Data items

======

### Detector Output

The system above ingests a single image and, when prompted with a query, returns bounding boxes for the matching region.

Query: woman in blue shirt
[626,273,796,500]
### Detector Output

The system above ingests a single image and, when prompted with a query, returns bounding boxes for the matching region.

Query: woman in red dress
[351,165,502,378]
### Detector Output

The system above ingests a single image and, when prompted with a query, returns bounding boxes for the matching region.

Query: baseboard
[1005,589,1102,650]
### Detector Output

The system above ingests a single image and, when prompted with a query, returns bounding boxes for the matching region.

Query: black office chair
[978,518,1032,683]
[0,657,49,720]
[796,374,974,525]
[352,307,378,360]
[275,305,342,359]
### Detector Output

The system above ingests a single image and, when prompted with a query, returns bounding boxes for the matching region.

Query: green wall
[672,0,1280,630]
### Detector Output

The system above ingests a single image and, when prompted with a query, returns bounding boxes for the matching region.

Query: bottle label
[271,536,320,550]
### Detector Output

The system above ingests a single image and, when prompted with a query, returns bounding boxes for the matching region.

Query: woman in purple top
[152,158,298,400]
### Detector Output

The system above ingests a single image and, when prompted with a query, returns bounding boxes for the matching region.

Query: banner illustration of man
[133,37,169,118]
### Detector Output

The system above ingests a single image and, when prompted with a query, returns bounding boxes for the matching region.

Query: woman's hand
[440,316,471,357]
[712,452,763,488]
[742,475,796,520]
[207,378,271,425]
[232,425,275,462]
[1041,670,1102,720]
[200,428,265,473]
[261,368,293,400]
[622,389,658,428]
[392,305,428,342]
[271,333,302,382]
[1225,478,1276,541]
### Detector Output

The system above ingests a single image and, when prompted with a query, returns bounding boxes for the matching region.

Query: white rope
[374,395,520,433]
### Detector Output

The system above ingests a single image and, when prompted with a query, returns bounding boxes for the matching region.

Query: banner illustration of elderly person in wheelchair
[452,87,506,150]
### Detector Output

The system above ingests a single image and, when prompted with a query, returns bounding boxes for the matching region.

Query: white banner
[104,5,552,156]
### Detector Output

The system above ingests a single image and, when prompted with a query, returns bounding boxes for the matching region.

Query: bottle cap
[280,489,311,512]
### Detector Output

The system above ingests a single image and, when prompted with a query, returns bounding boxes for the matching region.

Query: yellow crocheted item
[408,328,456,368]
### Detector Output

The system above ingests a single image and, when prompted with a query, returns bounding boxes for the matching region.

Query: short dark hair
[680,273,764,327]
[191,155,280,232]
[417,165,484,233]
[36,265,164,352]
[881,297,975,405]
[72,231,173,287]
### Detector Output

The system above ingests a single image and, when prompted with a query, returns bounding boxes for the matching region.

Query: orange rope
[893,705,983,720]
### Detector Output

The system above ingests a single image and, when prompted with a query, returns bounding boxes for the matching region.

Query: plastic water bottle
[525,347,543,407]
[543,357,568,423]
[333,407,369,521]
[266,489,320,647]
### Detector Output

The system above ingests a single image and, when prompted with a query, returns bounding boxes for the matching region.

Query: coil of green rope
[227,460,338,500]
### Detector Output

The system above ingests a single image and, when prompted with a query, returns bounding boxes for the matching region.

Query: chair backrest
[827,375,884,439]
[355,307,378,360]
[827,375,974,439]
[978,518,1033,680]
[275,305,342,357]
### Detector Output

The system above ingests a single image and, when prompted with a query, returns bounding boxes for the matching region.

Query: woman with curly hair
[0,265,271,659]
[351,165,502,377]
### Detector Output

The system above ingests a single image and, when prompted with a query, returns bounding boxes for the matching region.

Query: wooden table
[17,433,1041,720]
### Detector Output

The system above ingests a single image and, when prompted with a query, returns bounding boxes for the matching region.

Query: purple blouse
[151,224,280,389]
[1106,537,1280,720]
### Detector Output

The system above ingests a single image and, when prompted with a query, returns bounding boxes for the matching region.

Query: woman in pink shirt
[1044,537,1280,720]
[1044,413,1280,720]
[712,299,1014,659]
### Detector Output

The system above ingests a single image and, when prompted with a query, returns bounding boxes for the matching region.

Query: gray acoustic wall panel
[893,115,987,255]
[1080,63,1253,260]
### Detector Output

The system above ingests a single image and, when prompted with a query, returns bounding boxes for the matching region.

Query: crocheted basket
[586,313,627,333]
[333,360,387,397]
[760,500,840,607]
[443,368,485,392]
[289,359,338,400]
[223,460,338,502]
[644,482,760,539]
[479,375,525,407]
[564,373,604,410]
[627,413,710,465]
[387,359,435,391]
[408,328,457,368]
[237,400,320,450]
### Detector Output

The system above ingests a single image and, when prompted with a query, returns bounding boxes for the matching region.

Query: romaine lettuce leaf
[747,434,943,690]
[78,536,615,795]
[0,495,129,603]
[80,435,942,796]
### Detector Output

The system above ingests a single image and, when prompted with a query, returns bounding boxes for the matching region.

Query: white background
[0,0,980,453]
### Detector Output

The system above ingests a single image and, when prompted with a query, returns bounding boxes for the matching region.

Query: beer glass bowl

======

**EXERCISE AIM:**
Reproduce all of the lines above word for word, without changing anything.

**SOLUTION FOR THIS TASK:**
### Detector Output

The system above ingests a single image and, when prompted with a query, returns bounding boxes for the matching region.

Query: woman in blue shirt
[626,273,796,500]
### Detector Output

The system above ingests a single image and, when prompted with a query, returns bounding boxes for the matching region.

Query: woman in red dress
[351,165,502,378]
### Detector Output

The system above ingests a single image and, when prompted with a query, returns bounding boxes for the matching region.

Query: baseboard
[1005,589,1102,650]
### Detector Output

The system above ingests a single image and, when prompted with a query, returns bounding boxes for the matching region.

Query: black office chair
[978,518,1032,683]
[0,657,49,720]
[796,374,974,525]
[352,307,378,360]
[275,305,342,359]
### Detector Output

The system above ingests a single image and, when prompted with a query, returns bounding boxes for the matching region.

Query: green wall
[672,0,1280,630]
### Detector Output

The system above ingests a single image and, when prompted with a query, returns bounding boxes for the matching region.

Query: bottle label
[271,536,320,550]
### Detector Output

The system above ingests a single image and, when prompted with a query, returns bounding boxes for the matching region.

Query: woman in purple top
[152,158,298,400]
### Detector Output

The system above ingests a single image and, when prompted with a query, returns bounding boxes for the matching region.

Query: banner illustration of man
[133,37,169,118]
### Detector Output

The system above ingests a single image and, when prompted with a query, returns bounding boxes for the matching region.

Query: woman's hand
[440,316,471,357]
[712,452,763,488]
[742,475,796,520]
[207,378,271,425]
[232,425,275,462]
[1041,670,1102,720]
[200,428,265,473]
[261,368,293,400]
[622,389,658,428]
[392,305,428,342]
[271,333,302,382]
[1225,478,1276,541]
### Detector Output

The system above ingests a single image and, when prompted with a query, returns bounding boxes for the matching region.

Query: white rope
[374,395,520,433]
### Detector Output

The system above ingests a single image and, when prompted with a query, returns bounding boxes for the matching region.

Query: banner illustration of elderly person in wheelchair
[452,87,506,150]
### Detector Output

The system above ingests a single image and, when prompted with a query, returns bounding boxes for the matching region.

Query: white banner
[104,5,552,156]
### Detector Output

The system above ingests a single image and, when prompted with a query, returns bounding boxes for the matching region.

Query: bottle cap
[280,489,311,512]
### Detector Output

The system above ingests a single image and, when prompted with a query, returns bounding boxes for the matching region.

Query: yellow crocheted item
[408,328,456,368]
### Detector Output

The system above ingests a single image and, when prompted with a query, returns bounding boxes for the matching region.

Query: short dark hair
[680,273,764,327]
[191,155,280,232]
[417,165,484,233]
[36,265,164,352]
[881,297,975,405]
[72,231,173,287]
### Detector Output

The system above ingests a single image and, when prompted with a query, returns bounding boxes for the matching region.

Query: orange rope
[893,705,983,720]
### Detector Output

The system above ingests a single image and, when prompted with a query, returns bounding boxes for the matching region.

Query: plastic water bottle
[525,347,543,407]
[543,357,568,423]
[333,407,369,521]
[266,489,320,647]
### Detector Output

The system above ingests a single image and, when prompted with a query, returns bounding boxes for the matching region.

Query: coil of green rope
[227,460,338,500]
### Detector Output

The system above ingests a single image and, when prompted with a query, returns bounding boxes for the matching region.

Query: chair backrest
[827,375,884,439]
[355,307,378,360]
[827,375,974,439]
[978,518,1033,680]
[275,305,342,357]
### Detector Output

The system above ingests a single image and, when prompted with a query, returns bounding boxes for the matching region.

Query: woman with curly hair
[0,265,271,659]
[351,165,502,377]
### Detector Output

The system above ingests a single image and, when prompted with a query, returns bounding boxes for the matching region.

Query: wooden table
[17,433,1041,720]
### Detector Output

The system above ingests a single image and, when prompted with a query, returns bounding boxes for the matching region.

Query: purple blouse
[151,224,280,389]
[1106,537,1280,720]
### Detector Output

The system above ingests a single image and, when prompted with a query, returns bounding boxes for the matching region.

Query: woman in pink shirt
[1044,537,1280,720]
[1044,413,1280,720]
[712,299,1014,659]
### Detector Output

The system above ingests a single image and, when prompted with a query, returns bounding boxes for the matching region.

Query: gray acoustic wall panel
[893,115,987,255]
[1080,63,1253,260]
### Detector Output

The system above ingests a single image and, when prompted with a query, returns bounding boxes for the matching region.

Query: crocheted basket
[586,313,627,333]
[333,360,387,397]
[760,500,840,607]
[443,368,485,392]
[289,359,338,400]
[223,460,338,502]
[644,482,760,539]
[479,375,525,407]
[564,373,604,410]
[627,413,710,465]
[387,359,435,391]
[408,328,457,368]
[237,400,320,450]
### Detector Output

The system above ingests a single image and, when prompted with a query, returns bounding boxes for the matching region.

Query: romaine lettuce leaf
[747,434,943,690]
[78,536,615,795]
[0,495,129,603]
[80,435,942,796]
### Detector Output

The system above ingests a single image and, when prompted with a query, returns bounding boxes for the matching region.

Query: white background
[0,0,980,453]
### Detector Output

The system above ingests a single image and, when prompted with a query, returns bounding boxes for the matching region.

Query: beer glass bowl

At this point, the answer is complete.